(Stored data entries)
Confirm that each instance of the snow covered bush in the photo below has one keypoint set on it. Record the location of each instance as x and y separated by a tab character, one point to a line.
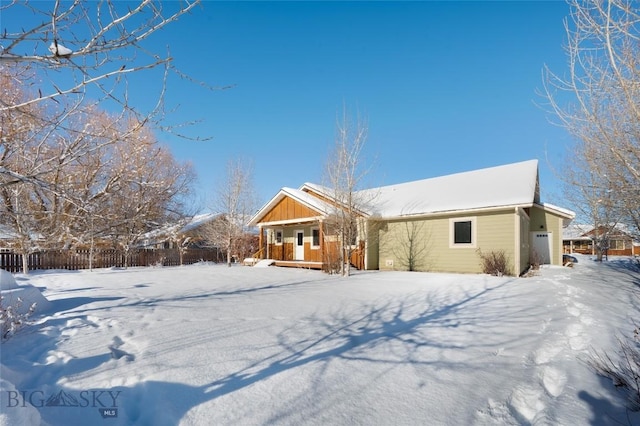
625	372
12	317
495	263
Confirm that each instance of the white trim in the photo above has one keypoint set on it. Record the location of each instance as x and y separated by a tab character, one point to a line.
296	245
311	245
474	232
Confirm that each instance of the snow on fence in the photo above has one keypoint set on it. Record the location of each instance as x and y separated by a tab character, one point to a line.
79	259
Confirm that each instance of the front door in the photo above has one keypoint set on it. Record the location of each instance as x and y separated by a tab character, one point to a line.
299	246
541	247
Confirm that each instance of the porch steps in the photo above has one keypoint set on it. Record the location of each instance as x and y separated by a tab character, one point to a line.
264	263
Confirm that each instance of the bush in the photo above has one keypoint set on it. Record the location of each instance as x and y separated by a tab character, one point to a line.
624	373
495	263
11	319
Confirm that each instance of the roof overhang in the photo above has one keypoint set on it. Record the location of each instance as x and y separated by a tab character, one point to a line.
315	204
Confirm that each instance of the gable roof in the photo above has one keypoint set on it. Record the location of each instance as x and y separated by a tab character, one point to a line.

- _Stated exercise_
Can you lay out all the stored data entries above as a numbered list, with blank lines and pictures left out?

- _Solution to this task_
1. Confirm that each instance of the snow covered bush in the photo below has one keypoint set on it. Record the location of each instance as x and y separated by a tab character, one point to a line.
2. 625	372
3. 12	317
4. 495	263
5. Confirm that each instance of the white trim in the photo above has one keypoint set on it. Record the location of each instance as x and y separated by a tab character, one point to a line.
6. 296	245
7. 311	245
8. 474	232
9. Confirm that each instance of the snow on fence in the photo above has one keypoint set on it. Record the location of each instance as x and y separated by a tab character, one point to a line.
10. 79	259
11. Confirm that each instance of the front door in the photo above has one keypoint set on it. Record the location of each instance as x and y separated by a tab character, one point to a line.
12. 299	246
13. 541	247
14. Confirm that each instance of the porch steps in the photo above has one keypoint set on it. Record the location of each instance as x and y separated by a tab character, one point to a line.
15. 264	263
16. Confirm that each instance of the bush in the photo above has one keypoint set on it. Record the location of each instance as x and y separated by a tab character, one point to a line.
17. 624	373
18. 495	263
19. 11	319
20. Confirm that each instance of the roof overhang in the photo above has one keypoint set on it. Record the location of each instance as x and y separated by a tab character, one point to a line.
21. 315	204
22. Confirm that each instance of the gable roof in the photo above has one keypoint set on it. Record the location of each instance as x and y separated by a tab character, one point to a line.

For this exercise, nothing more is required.